WORK ITEM: Each record should appear again in the response exactly as it does in the original.

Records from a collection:
=== Section Start ===

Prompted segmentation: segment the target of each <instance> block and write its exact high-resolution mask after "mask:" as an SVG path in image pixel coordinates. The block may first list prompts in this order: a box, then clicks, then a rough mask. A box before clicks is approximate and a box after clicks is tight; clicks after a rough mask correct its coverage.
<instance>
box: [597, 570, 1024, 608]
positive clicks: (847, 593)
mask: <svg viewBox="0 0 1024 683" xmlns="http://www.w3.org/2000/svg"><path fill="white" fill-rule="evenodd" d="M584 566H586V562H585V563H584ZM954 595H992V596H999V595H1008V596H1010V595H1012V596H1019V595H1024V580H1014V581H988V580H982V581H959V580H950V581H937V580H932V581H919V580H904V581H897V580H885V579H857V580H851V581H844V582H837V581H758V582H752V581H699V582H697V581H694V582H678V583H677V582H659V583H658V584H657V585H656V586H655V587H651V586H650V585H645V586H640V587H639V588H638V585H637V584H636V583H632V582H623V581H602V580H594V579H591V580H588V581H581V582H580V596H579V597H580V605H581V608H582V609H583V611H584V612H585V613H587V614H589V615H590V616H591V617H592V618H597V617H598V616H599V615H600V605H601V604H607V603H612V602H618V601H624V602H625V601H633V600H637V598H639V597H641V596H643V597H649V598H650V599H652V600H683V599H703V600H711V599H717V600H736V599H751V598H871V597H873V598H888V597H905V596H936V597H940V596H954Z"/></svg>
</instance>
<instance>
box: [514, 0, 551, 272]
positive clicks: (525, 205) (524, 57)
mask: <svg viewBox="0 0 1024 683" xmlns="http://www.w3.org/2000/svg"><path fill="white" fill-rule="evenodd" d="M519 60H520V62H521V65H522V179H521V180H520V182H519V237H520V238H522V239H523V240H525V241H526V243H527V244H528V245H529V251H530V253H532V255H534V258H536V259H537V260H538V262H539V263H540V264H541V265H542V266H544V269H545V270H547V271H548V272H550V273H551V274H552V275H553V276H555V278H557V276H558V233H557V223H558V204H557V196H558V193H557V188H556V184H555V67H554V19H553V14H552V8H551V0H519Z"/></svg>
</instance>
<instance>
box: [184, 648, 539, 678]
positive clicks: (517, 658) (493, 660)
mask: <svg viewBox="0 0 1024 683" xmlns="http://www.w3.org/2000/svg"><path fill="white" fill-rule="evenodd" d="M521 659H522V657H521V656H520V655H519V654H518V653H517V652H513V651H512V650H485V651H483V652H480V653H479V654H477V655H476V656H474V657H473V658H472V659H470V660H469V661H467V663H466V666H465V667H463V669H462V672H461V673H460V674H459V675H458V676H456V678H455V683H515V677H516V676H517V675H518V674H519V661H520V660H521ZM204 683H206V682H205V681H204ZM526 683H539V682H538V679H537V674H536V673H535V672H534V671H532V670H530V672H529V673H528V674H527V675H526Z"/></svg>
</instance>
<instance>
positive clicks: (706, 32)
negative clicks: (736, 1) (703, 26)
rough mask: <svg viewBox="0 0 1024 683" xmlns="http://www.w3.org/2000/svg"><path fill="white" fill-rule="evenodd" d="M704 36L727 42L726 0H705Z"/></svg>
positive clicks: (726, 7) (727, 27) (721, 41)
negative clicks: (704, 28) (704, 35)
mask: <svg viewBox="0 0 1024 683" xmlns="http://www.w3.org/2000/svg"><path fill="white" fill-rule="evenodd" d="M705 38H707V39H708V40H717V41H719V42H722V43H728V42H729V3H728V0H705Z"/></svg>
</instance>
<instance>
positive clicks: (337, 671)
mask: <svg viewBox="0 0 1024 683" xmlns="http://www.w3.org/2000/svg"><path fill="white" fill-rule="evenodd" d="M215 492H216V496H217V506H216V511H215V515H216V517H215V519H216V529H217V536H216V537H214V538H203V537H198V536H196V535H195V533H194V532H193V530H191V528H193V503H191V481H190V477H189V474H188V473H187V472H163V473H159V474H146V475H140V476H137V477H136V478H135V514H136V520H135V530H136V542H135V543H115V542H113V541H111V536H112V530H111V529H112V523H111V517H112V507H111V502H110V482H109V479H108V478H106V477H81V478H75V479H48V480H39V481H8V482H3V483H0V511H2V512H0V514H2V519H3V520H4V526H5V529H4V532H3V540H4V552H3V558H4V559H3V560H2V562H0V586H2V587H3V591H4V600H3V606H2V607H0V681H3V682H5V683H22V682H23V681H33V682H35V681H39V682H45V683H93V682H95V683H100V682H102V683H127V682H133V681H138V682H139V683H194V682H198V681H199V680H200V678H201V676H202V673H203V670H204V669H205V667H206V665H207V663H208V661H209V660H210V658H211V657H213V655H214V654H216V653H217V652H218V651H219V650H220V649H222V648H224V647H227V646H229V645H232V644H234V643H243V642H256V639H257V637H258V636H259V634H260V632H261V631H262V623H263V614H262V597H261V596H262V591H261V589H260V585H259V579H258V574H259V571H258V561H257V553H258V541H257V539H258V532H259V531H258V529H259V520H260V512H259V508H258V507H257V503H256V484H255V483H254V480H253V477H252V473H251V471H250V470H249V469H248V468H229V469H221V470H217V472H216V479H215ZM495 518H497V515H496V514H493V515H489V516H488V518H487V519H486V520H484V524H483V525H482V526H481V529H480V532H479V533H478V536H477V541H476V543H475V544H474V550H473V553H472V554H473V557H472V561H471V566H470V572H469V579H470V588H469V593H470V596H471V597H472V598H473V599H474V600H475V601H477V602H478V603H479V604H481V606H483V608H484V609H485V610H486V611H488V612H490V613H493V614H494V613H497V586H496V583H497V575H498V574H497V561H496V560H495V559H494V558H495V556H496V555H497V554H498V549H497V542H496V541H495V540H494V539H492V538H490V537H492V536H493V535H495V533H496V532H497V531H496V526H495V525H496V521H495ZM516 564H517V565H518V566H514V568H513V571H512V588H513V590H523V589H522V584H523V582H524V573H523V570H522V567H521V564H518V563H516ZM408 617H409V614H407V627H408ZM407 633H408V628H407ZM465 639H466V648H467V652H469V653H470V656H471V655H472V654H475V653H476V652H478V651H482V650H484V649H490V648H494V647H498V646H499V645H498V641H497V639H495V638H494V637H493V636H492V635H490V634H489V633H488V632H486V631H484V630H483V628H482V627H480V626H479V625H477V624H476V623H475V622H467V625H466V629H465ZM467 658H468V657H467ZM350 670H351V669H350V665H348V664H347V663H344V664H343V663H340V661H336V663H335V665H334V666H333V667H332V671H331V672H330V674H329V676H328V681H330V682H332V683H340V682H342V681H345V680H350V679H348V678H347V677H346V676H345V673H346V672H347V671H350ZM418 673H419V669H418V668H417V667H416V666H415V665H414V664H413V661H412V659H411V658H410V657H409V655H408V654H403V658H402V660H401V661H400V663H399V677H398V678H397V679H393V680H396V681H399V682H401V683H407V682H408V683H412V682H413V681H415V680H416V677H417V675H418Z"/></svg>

=== Section End ===

OUTPUT BELOW:
Prompted segmentation: segment the target of each <instance> block and write its exact high-resolution mask after "mask:" as an SVG path in image pixel coordinates. The block may first list prompts in this order: a box, then clicks, then a rough mask. A box before clicks is approximate and a box after clicks is tight; clicks after a rough mask correct its coverage.
<instance>
box: [597, 570, 1024, 608]
positive clicks: (847, 593)
mask: <svg viewBox="0 0 1024 683" xmlns="http://www.w3.org/2000/svg"><path fill="white" fill-rule="evenodd" d="M584 566H586V562H585V563H584ZM954 595H992V596H999V595H1008V596H1010V595H1012V596H1019V595H1024V580H1014V581H988V580H982V581H959V580H950V581H937V580H932V581H919V580H904V581H897V580H885V579H857V580H851V581H844V582H837V581H758V582H752V581H699V582H697V581H694V582H678V583H677V582H659V583H658V584H657V585H656V586H655V587H651V586H650V585H645V586H640V587H639V588H638V585H637V584H636V583H632V582H623V581H602V580H594V579H591V580H588V581H581V582H580V596H579V597H580V605H581V608H582V609H583V611H584V612H585V613H587V614H589V615H590V616H591V617H592V618H597V617H598V616H599V615H600V605H601V604H607V603H612V602H618V601H624V602H625V601H633V600H637V598H639V597H641V596H643V597H649V598H650V599H652V600H683V599H703V600H711V599H717V600H736V599H751V598H871V597H873V598H888V597H905V596H936V597H940V596H954Z"/></svg>
</instance>
<instance>
box: [514, 0, 551, 272]
positive clicks: (525, 205) (524, 57)
mask: <svg viewBox="0 0 1024 683" xmlns="http://www.w3.org/2000/svg"><path fill="white" fill-rule="evenodd" d="M519 60H520V62H521V65H522V179H521V180H520V182H519V237H520V238H522V239H523V240H525V241H526V243H527V244H528V245H529V251H530V253H532V255H534V258H536V259H537V260H538V262H539V263H540V264H541V265H542V266H544V269H545V270H547V271H548V272H550V273H551V274H552V275H553V276H555V278H557V276H558V233H557V223H558V204H557V196H558V193H557V188H556V184H555V67H554V19H553V14H552V8H551V0H519Z"/></svg>
</instance>
<instance>
box: [184, 648, 539, 678]
positive clicks: (517, 658) (493, 660)
mask: <svg viewBox="0 0 1024 683" xmlns="http://www.w3.org/2000/svg"><path fill="white" fill-rule="evenodd" d="M521 659H522V657H521V656H520V655H519V654H518V653H517V652H513V651H512V650H485V651H483V652H480V653H479V654H477V655H476V656H474V657H473V658H472V659H470V660H469V661H467V663H466V666H465V667H463V669H462V672H461V673H460V674H459V675H458V676H456V678H455V683H515V677H516V676H517V675H518V674H519V661H520V660H521ZM204 683H206V682H205V681H204ZM526 683H539V682H538V679H537V674H536V673H535V672H534V671H532V670H530V672H529V673H528V674H527V675H526Z"/></svg>
</instance>
<instance>
positive clicks: (706, 32)
negative clicks: (736, 1) (703, 26)
rough mask: <svg viewBox="0 0 1024 683" xmlns="http://www.w3.org/2000/svg"><path fill="white" fill-rule="evenodd" d="M704 36L727 42L726 0H705Z"/></svg>
positive clicks: (726, 7) (727, 27) (721, 41)
negative clicks: (704, 28) (704, 35)
mask: <svg viewBox="0 0 1024 683" xmlns="http://www.w3.org/2000/svg"><path fill="white" fill-rule="evenodd" d="M705 38H707V39H708V40H717V41H719V42H722V43H728V42H729V3H728V0H705Z"/></svg>
</instance>
<instance>
positive clicks: (337, 671)
mask: <svg viewBox="0 0 1024 683" xmlns="http://www.w3.org/2000/svg"><path fill="white" fill-rule="evenodd" d="M215 492H216V496H217V506H216V511H215V515H216V517H215V519H216V529H217V536H216V537H214V538H203V537H198V536H196V535H195V533H194V532H193V530H191V528H193V503H191V481H190V477H189V474H188V473H187V472H163V473H159V474H146V475H140V476H137V477H136V478H135V514H136V520H135V530H136V542H135V543H115V542H113V541H111V536H112V530H111V529H112V523H111V517H112V507H111V502H110V482H109V479H108V478H106V477H81V478H75V479H48V480H39V481H8V482H3V483H0V511H2V512H0V514H2V519H3V520H4V526H5V529H4V532H3V540H4V552H3V558H4V559H3V560H2V562H0V586H2V587H3V591H4V600H3V606H2V607H0V681H3V682H5V683H22V682H23V681H33V682H35V681H39V682H45V683H93V682H95V683H100V682H102V683H127V682H133V681H138V682H139V683H194V682H198V681H199V680H200V678H201V676H202V673H203V670H204V669H205V667H206V665H207V663H208V661H209V660H210V658H211V657H213V655H214V654H216V653H217V652H218V651H219V650H220V649H222V648H224V647H227V646H229V645H232V644H234V643H243V642H256V639H257V637H258V636H259V634H260V632H261V631H262V623H263V614H262V597H261V596H262V591H261V589H260V585H259V579H258V574H259V571H258V561H257V553H258V541H257V539H258V532H259V531H258V529H259V520H260V512H259V508H258V507H257V503H256V484H255V483H254V480H253V477H252V473H251V471H250V470H249V469H248V468H229V469H221V470H217V472H216V479H215ZM495 518H497V515H496V514H493V515H489V516H488V518H487V519H486V520H484V524H483V525H482V526H481V529H480V532H479V533H478V536H477V541H476V543H475V544H474V550H473V553H472V554H473V557H472V561H471V566H470V572H469V579H470V588H469V593H470V596H471V597H472V598H473V599H474V600H475V601H477V602H478V603H479V604H481V606H483V608H484V609H485V610H486V611H488V612H490V613H493V614H494V613H497V586H496V583H497V575H498V574H497V561H496V560H495V559H494V558H495V556H496V555H497V554H498V549H497V542H496V541H495V540H494V539H492V538H490V537H492V536H493V535H495V533H496V532H497V531H496V526H495V525H496V521H495ZM516 564H517V565H518V566H514V568H513V571H512V588H513V590H523V589H522V584H523V582H524V573H523V570H522V567H521V564H518V563H516ZM408 617H409V614H407V627H408ZM407 633H408V628H407ZM465 639H466V648H467V652H469V653H470V656H471V655H472V654H475V653H476V652H478V651H482V650H484V649H490V648H494V647H498V646H499V645H498V641H497V639H495V638H494V637H493V636H492V635H490V634H489V633H488V632H486V631H484V630H483V628H482V627H480V626H479V625H477V624H476V623H475V622H467V625H466V629H465ZM467 658H468V657H467ZM350 670H351V669H350V665H348V664H347V663H344V664H343V663H340V661H336V663H335V665H334V666H333V667H332V671H331V672H330V674H329V676H328V681H330V682H332V683H340V682H342V681H345V680H350V679H348V678H347V677H346V676H345V673H346V672H347V671H350ZM418 673H419V669H418V668H417V667H416V666H415V665H414V664H413V661H412V659H411V658H410V657H409V655H408V654H403V658H402V660H401V661H400V663H399V677H398V678H397V679H393V680H396V681H399V682H401V683H407V682H408V683H412V682H413V681H415V680H416V677H417V675H418Z"/></svg>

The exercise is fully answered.